Goal of the exercise
Reproduce the records that follow exactly as they are written.

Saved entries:

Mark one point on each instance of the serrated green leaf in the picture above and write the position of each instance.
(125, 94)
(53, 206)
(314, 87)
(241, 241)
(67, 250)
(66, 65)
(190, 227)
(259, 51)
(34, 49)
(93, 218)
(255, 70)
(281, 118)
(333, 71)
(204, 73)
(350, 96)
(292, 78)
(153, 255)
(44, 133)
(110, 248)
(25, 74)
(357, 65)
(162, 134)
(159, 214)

Your response
Mark one point on each instance of the serrated green leaf in the picture above and write the position of each instance.
(125, 94)
(53, 206)
(314, 87)
(241, 241)
(67, 250)
(66, 65)
(190, 227)
(259, 51)
(34, 49)
(93, 218)
(255, 70)
(281, 118)
(333, 71)
(204, 73)
(350, 96)
(292, 78)
(153, 255)
(44, 133)
(110, 248)
(25, 74)
(357, 65)
(162, 134)
(159, 214)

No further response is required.